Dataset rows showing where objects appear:

+ + + + +

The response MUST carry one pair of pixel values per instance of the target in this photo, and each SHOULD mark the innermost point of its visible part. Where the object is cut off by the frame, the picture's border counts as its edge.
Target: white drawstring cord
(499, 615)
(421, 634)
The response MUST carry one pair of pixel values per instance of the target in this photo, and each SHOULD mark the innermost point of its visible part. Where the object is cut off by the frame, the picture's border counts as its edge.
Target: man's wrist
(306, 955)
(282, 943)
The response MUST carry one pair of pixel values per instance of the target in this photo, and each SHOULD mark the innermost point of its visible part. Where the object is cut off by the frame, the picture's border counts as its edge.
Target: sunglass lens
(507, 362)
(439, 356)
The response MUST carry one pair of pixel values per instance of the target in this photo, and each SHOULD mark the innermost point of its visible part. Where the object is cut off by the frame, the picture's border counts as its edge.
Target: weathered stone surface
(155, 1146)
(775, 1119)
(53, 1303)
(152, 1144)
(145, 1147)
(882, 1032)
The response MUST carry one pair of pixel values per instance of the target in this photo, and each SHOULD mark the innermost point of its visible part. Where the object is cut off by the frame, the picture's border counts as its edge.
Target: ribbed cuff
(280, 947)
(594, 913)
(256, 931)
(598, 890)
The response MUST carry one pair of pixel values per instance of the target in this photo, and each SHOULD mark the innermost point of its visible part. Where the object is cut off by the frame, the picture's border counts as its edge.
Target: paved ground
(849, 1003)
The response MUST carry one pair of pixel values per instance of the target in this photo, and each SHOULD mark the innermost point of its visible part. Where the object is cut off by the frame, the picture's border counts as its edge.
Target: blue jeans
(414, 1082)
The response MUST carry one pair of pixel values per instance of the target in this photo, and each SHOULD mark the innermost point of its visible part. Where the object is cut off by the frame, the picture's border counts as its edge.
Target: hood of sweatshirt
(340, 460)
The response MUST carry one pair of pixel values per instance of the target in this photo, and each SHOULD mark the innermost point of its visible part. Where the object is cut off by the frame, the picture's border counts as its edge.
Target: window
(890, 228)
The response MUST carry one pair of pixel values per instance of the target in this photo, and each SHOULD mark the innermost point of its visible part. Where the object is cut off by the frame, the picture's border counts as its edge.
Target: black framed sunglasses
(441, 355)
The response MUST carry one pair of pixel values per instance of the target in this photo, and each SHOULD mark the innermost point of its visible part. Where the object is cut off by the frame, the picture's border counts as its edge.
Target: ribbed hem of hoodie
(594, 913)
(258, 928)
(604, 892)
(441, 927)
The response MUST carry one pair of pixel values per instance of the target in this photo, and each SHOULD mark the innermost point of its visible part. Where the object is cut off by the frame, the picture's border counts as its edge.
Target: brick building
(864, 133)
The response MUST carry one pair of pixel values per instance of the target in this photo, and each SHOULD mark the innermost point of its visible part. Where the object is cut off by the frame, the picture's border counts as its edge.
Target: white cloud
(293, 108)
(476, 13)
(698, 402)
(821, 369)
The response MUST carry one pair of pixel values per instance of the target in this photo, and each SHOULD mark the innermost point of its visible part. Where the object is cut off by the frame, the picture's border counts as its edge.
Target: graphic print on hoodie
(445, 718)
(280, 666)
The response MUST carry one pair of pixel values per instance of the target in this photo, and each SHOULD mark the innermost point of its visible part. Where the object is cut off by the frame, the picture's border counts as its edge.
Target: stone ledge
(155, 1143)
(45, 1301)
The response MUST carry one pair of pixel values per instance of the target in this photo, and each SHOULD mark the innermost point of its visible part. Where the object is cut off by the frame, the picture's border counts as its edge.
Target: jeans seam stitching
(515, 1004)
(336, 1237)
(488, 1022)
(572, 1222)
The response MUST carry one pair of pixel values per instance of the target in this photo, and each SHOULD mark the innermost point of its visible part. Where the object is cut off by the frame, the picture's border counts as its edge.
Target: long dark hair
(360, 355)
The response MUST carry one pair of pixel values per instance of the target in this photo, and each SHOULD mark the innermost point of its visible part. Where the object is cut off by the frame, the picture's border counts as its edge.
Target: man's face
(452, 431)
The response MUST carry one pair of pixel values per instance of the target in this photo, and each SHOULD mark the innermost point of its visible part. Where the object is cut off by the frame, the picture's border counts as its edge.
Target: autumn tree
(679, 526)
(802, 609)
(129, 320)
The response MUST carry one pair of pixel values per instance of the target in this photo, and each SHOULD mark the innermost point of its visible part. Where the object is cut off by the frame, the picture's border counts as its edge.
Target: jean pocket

+ + + + +

Task directions →
Pick out every line of the listing above that contains the string "jeans", and copy each one.

Written reply →
Target: blue jeans
Target: jeans seam stitching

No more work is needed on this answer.